--- Begin Exercise inputs ---

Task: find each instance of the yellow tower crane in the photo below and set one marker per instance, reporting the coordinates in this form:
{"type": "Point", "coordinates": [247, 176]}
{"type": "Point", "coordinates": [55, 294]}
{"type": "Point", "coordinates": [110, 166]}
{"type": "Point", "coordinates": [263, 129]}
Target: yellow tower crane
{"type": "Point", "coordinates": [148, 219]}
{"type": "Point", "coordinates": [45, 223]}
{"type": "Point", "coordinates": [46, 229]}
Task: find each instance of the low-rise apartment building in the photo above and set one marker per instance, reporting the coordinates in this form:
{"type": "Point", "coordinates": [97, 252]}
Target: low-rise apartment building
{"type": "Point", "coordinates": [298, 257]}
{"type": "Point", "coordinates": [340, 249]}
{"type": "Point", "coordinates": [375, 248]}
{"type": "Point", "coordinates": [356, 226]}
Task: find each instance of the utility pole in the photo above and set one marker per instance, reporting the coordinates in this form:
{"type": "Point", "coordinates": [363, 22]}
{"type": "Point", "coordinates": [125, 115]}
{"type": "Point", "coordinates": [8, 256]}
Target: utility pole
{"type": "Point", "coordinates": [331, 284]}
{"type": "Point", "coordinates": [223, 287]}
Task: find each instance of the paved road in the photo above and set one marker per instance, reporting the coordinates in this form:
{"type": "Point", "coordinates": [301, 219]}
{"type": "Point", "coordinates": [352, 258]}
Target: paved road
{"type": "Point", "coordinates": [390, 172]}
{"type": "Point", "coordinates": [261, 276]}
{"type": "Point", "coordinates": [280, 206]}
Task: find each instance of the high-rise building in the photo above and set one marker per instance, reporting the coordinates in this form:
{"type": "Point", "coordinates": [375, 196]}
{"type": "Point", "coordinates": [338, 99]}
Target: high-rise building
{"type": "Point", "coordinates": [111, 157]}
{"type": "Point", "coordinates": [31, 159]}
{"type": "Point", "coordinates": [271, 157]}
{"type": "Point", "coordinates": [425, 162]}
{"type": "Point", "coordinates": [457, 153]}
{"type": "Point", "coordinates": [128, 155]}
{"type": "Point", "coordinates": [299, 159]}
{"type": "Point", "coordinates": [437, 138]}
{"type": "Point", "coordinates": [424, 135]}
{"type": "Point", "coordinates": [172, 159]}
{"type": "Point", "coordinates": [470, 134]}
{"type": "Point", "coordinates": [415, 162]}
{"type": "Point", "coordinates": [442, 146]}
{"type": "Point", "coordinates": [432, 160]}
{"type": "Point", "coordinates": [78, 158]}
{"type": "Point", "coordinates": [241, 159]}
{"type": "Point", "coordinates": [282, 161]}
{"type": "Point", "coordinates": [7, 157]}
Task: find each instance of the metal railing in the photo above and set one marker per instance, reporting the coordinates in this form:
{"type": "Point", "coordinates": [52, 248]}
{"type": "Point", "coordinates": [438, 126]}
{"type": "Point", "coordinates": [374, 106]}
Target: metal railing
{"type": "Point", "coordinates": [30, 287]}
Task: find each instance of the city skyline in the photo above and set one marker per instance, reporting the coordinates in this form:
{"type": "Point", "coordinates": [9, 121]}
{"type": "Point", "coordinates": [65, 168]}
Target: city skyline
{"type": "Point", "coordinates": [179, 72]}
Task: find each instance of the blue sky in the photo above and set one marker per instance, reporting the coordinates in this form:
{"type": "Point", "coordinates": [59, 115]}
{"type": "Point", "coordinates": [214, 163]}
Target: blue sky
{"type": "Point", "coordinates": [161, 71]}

--- End Exercise inputs ---

### What you have to do
Reproduce verbatim everything above from the line containing "Task: find each instance of the city" down to the final line of the rows, including both of those lines.

### Exercise result
Task: find each instance of the city skyline in the photo above and set one marker per instance, reporting the coordinates in this form:
{"type": "Point", "coordinates": [9, 121]}
{"type": "Point", "coordinates": [65, 168]}
Target: city skyline
{"type": "Point", "coordinates": [179, 72]}
Task: find each instance of the blue sky in the photo above and set one marker per instance, reporting the coordinates in this form:
{"type": "Point", "coordinates": [59, 115]}
{"type": "Point", "coordinates": [214, 163]}
Target: blue sky
{"type": "Point", "coordinates": [161, 71]}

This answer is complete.